Task directions: Extract every record, exactly as written, and ignore the pictures.

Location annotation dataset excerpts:
::::

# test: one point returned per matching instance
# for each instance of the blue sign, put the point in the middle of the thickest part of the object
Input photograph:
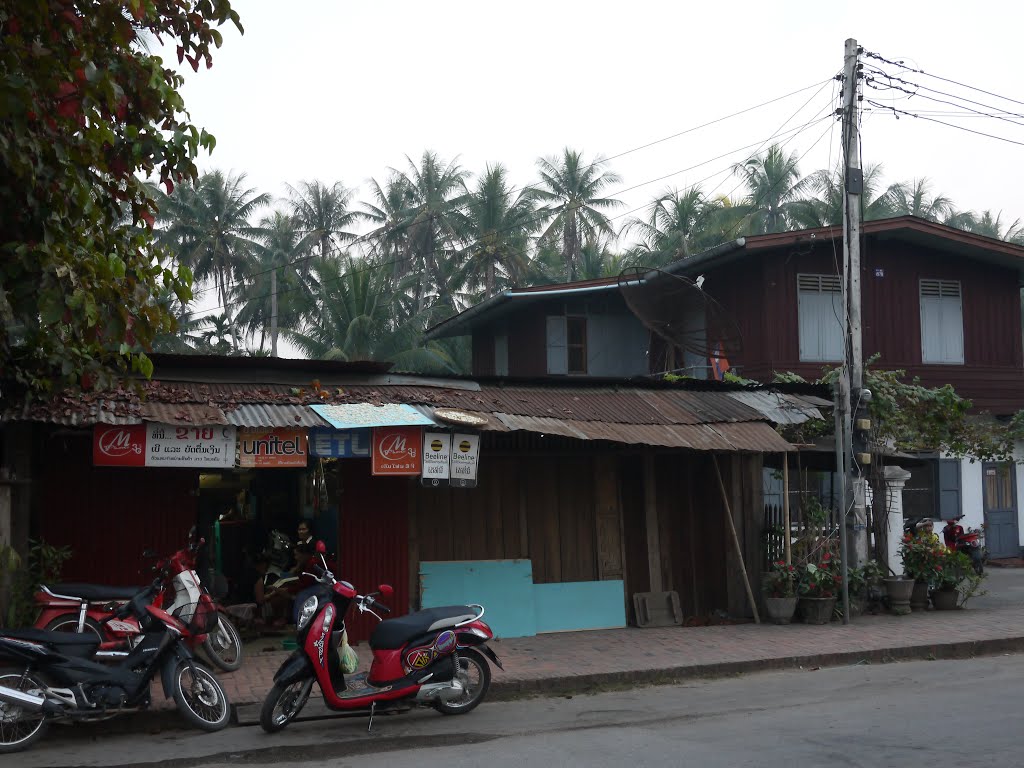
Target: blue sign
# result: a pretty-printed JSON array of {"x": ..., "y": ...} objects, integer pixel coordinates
[{"x": 340, "y": 443}]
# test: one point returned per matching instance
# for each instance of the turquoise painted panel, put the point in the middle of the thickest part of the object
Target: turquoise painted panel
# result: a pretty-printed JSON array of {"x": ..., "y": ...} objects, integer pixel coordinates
[
  {"x": 504, "y": 588},
  {"x": 580, "y": 605}
]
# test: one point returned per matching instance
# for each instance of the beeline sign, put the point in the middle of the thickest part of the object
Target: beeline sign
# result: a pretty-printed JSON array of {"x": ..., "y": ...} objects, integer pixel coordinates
[{"x": 396, "y": 451}]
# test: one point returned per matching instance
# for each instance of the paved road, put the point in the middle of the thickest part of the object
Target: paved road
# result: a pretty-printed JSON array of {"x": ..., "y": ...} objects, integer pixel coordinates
[{"x": 933, "y": 714}]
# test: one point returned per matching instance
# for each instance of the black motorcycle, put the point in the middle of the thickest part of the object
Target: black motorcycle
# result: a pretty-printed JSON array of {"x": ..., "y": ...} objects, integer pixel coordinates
[{"x": 54, "y": 676}]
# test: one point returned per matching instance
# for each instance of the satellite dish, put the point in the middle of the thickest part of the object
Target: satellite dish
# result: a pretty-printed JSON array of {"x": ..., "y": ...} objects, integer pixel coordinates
[{"x": 682, "y": 315}]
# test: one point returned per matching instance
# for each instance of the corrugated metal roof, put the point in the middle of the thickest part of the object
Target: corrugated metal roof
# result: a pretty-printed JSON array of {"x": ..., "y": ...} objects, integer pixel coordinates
[
  {"x": 749, "y": 436},
  {"x": 263, "y": 416},
  {"x": 777, "y": 407},
  {"x": 182, "y": 413}
]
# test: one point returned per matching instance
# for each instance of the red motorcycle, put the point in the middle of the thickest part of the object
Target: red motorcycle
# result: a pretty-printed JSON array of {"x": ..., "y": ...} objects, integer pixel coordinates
[
  {"x": 971, "y": 542},
  {"x": 90, "y": 608},
  {"x": 433, "y": 657}
]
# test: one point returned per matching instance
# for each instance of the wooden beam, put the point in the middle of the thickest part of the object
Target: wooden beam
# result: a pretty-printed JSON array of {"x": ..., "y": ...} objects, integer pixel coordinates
[
  {"x": 786, "y": 520},
  {"x": 735, "y": 539},
  {"x": 650, "y": 516}
]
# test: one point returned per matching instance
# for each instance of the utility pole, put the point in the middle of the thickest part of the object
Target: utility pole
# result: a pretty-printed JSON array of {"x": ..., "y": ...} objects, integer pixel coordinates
[
  {"x": 273, "y": 312},
  {"x": 852, "y": 381}
]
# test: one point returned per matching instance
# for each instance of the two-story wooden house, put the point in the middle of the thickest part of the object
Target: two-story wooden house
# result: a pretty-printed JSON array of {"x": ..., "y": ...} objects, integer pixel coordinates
[{"x": 940, "y": 303}]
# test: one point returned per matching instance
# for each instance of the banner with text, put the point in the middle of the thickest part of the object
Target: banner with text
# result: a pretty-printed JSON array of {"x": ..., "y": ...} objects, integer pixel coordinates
[
  {"x": 465, "y": 458},
  {"x": 163, "y": 445},
  {"x": 281, "y": 446},
  {"x": 339, "y": 443},
  {"x": 396, "y": 451},
  {"x": 436, "y": 456}
]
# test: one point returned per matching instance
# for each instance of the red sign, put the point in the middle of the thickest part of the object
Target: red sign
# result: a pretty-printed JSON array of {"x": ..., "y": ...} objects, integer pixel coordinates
[
  {"x": 396, "y": 451},
  {"x": 119, "y": 446}
]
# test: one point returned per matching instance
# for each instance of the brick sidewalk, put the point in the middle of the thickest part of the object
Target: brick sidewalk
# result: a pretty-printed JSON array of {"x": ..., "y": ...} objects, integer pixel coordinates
[{"x": 579, "y": 660}]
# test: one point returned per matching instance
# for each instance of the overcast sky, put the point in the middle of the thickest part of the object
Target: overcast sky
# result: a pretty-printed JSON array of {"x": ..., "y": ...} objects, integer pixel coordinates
[{"x": 339, "y": 91}]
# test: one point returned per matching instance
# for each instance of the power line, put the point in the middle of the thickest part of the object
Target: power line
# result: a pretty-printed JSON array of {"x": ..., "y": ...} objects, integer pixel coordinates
[
  {"x": 941, "y": 122},
  {"x": 869, "y": 54},
  {"x": 540, "y": 215},
  {"x": 598, "y": 161}
]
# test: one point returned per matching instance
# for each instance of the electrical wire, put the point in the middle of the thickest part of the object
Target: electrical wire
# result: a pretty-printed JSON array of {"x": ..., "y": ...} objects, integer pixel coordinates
[
  {"x": 795, "y": 131},
  {"x": 600, "y": 160}
]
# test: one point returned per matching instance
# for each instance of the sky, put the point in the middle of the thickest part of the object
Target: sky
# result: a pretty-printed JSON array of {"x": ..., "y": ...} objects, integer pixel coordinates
[{"x": 340, "y": 91}]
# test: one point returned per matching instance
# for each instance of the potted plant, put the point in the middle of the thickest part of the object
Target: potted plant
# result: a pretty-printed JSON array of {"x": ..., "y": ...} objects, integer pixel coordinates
[
  {"x": 951, "y": 568},
  {"x": 920, "y": 555},
  {"x": 779, "y": 587},
  {"x": 817, "y": 586}
]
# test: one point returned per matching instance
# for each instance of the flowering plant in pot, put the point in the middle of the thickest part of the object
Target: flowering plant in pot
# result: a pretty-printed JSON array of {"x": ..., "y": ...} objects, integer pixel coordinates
[
  {"x": 817, "y": 587},
  {"x": 779, "y": 587}
]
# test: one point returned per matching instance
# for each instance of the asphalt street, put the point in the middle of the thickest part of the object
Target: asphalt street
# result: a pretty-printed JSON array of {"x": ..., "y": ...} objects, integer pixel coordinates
[{"x": 932, "y": 714}]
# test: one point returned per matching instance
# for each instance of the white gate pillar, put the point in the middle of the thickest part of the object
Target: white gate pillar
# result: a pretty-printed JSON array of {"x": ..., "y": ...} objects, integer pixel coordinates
[{"x": 896, "y": 478}]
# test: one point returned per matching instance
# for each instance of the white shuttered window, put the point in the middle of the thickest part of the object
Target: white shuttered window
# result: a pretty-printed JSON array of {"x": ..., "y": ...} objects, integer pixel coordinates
[
  {"x": 941, "y": 322},
  {"x": 820, "y": 306}
]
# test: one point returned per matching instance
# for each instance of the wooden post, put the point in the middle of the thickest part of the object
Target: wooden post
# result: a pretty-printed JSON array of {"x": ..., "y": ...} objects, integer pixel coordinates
[
  {"x": 735, "y": 540},
  {"x": 786, "y": 520},
  {"x": 650, "y": 515}
]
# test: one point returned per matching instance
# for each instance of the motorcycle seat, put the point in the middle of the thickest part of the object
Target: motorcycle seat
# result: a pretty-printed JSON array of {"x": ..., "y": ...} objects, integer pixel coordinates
[
  {"x": 53, "y": 638},
  {"x": 94, "y": 591},
  {"x": 394, "y": 632}
]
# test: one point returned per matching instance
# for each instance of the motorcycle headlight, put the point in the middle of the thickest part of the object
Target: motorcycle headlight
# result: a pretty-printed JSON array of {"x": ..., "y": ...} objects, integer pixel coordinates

::::

Result of this exercise:
# test: one point returned per matching instance
# for each instance of the blue sign, put the point in the middle of the thickest part of the object
Input photograph:
Target: blue sign
# result: a pretty-printed JSON array of {"x": ..., "y": ...} objects, integer pixel coordinates
[{"x": 340, "y": 443}]
# test: one point returned per matching instance
# for each instance of the turquoise painted panel, put the point in the middle of the thickest part of the object
Target: turquoise painted panel
# result: a pretty-printed JSON array of {"x": ..., "y": ...} objects, integer pixel coordinates
[
  {"x": 504, "y": 588},
  {"x": 580, "y": 605}
]
# test: one point returned per matching instance
# for each instance of the beeline sign, put the point in the middle of the thickest part of the object
Target: beeline sign
# result: a pretty-printed JSON array of {"x": ..., "y": ...} objects, integer pixel coordinates
[{"x": 396, "y": 451}]
# test: one point returned per matching instance
# for each instance of the paved road, put the point in the middle of the thickest part of the object
Target: paved road
# result: a pretty-printed JSON array of {"x": ..., "y": ...} objects, integer pixel coordinates
[{"x": 933, "y": 714}]
# test: one point returned per matching instance
# for each instance of the black motorcycle, put the point in the middle of the thickest part of the object
Target: black motorcycle
# result: a pretty-printed JSON array of {"x": ..., "y": ...} objects, integer pixel coordinates
[{"x": 54, "y": 676}]
# test: one point returned per matching instance
# for each instance of the satellite dish, put the point in the middle of the thickest part of the object
Target: satellite dish
# result: a pretty-printed JSON array of {"x": ..., "y": ...} objects, integer pixel coordinates
[{"x": 682, "y": 315}]
# test: one point returned per matching instance
# for each instance of the corrugated metal roof, put the point in the middle of the thickest part of the object
Target: corrugated metal roof
# result: a pretty-printed JSON array of {"x": ..., "y": ...} objects, integer pixel coordinates
[
  {"x": 749, "y": 436},
  {"x": 263, "y": 416},
  {"x": 777, "y": 407},
  {"x": 182, "y": 413}
]
# test: one point returned per matching instance
# for each instance of the red motorcycle, put the point in the middle of the thickest part of the object
Target: red motorcycle
# result: a pretty-printed JSON array of {"x": ..., "y": ...} objects, integer pixel coordinates
[
  {"x": 971, "y": 542},
  {"x": 90, "y": 608},
  {"x": 433, "y": 657}
]
# test: one point returned per matching instance
# for each instance of the wooden beam, put the point in the middle of the thickest part of the object
Target: wooden beam
# result: a pretty-printed JSON array of {"x": ..., "y": ...} objects, integer pixel coordinates
[
  {"x": 786, "y": 520},
  {"x": 735, "y": 539},
  {"x": 650, "y": 516}
]
# test: one point returned per matching instance
# for each instance of the utility pole, put the point in the middle of the thickest part of the object
Target: utility pole
# result: a pretty-printed JSON array of {"x": ..., "y": ...} objects, integer pixel coordinates
[
  {"x": 273, "y": 312},
  {"x": 852, "y": 381}
]
# test: one point returned per matching instance
# for each instance of the two-story wooden house, put the point in the middle of the thickest part of the object
Target: two-story wooden house
# result: a pretty-printed JSON array of {"x": ..., "y": ...} objects, integer pixel coordinates
[{"x": 940, "y": 303}]
# test: one point returned per matching instance
# for each instance of the banner with text, put the point in the middle of the thickest part of the object
Target: banner with text
# result: a pretty-printed JSON array of {"x": ..., "y": ...} objects, integer pixel coordinates
[
  {"x": 465, "y": 458},
  {"x": 163, "y": 445},
  {"x": 281, "y": 446},
  {"x": 339, "y": 443},
  {"x": 396, "y": 451},
  {"x": 436, "y": 456}
]
# test: one point returned per matching instance
# for each instance of the red sign, put the point in the middle of the thickest part of the object
Target: red sign
# result: a pretty-printed JSON array of {"x": ..., "y": ...} objects, integer pixel coordinates
[
  {"x": 396, "y": 451},
  {"x": 119, "y": 446}
]
# test: one point returned per matching instance
# for each instance of the brick sidewalk, put the point in the middle of the thickest part of the object
Target: brick sidewalk
# result: a pretty-printed JSON array of {"x": ..., "y": ...} objects, integer pixel coordinates
[{"x": 579, "y": 660}]
# test: one point returned per matching instance
# for each instance of the overcast sky, put the point in the middle of the thickest part of the object
Target: overcast sky
# result: a pretty-printed JSON array of {"x": ..., "y": ...} objects, integer pixel coordinates
[{"x": 339, "y": 91}]
# test: one point returned per matching instance
# for each instance of the power line, put the point in the middle of the thickest part of the object
Target: power line
# result: a pretty-printed JSON array of {"x": ..., "y": ...} objects, integer pixel coordinates
[
  {"x": 941, "y": 122},
  {"x": 869, "y": 54},
  {"x": 540, "y": 215},
  {"x": 598, "y": 161}
]
# test: one point returned per matching instance
# for each instance of the electrical wire, put the point in the middle of the thickest part of the object
Target: electrical wire
# result: a pretty-printed JSON array of {"x": ..., "y": ...} objects, integer pixel coordinates
[
  {"x": 795, "y": 131},
  {"x": 600, "y": 160}
]
# test: one point returned per matching instance
# for each instance of the sky, put the point in the middle of the thickest part of the object
Target: sky
# result: a pretty-printed JSON array of {"x": ..., "y": ...} objects, integer pixel coordinates
[{"x": 340, "y": 91}]
# test: one point returned per matching instance
# for each instance of the potted plant, put the point in the middle of the thickest part of the object
Target: potted plant
# result: a pretty-printed JSON array of {"x": ..., "y": ...} objects, integer pixel coordinates
[
  {"x": 951, "y": 568},
  {"x": 920, "y": 555},
  {"x": 779, "y": 587},
  {"x": 817, "y": 586}
]
# test: one point returned per matching instance
# for each instance of the flowering plant in pot, put the point in the middle of the thickest part of the object
Target: flowering plant in pot
# result: a pretty-printed JSON array of {"x": ..., "y": ...} objects, integer pixel coordinates
[
  {"x": 817, "y": 587},
  {"x": 779, "y": 587}
]
# test: one point returned per matching instance
# for each instance of the asphalt street, put the point in the middle of the thickest part of the object
Target: asphalt street
# result: a pretty-printed JSON array of {"x": ..., "y": ...} objects, integer pixel coordinates
[{"x": 932, "y": 714}]
# test: one point returned per matching instance
# for each instance of the white gate pillar, put the point in the middle of the thickest part of the object
Target: white gate pillar
# result: a pretty-printed JSON array of {"x": ..., "y": ...} objects, integer pixel coordinates
[{"x": 896, "y": 478}]
# test: one point returned per matching instance
# for each instance of the white shuttered window, put the point in the middle of the thickest part of the object
Target: white shuttered window
# result: a pretty-printed JSON array of {"x": ..., "y": ...} objects, integer pixel coordinates
[
  {"x": 941, "y": 322},
  {"x": 820, "y": 306}
]
# test: one point returned per matching instance
# for each instance of the wooden post, put the point in the middle of the thickest part of the object
Target: wooden post
# result: a pretty-printed JSON array of {"x": ..., "y": ...} objects, integer pixel coordinates
[
  {"x": 735, "y": 540},
  {"x": 786, "y": 520},
  {"x": 650, "y": 515}
]
# test: one point returned per matching instance
# for each instance of the motorcycle seat, put the point in the middle of the thickest part of the object
Target: motorcycle seat
# result: a pretty-printed JSON array of {"x": ..., "y": ...} objects, integer pixel coordinates
[
  {"x": 53, "y": 638},
  {"x": 94, "y": 591},
  {"x": 394, "y": 632}
]
# test: one point returned per matching instance
# for each instance of the motorcycle headlight, put the point in the middle of the thickest part of the object
Target: motorcycle headlight
# result: a pretty-printed JSON array of {"x": ..., "y": ...} objects, integer pixel coordinates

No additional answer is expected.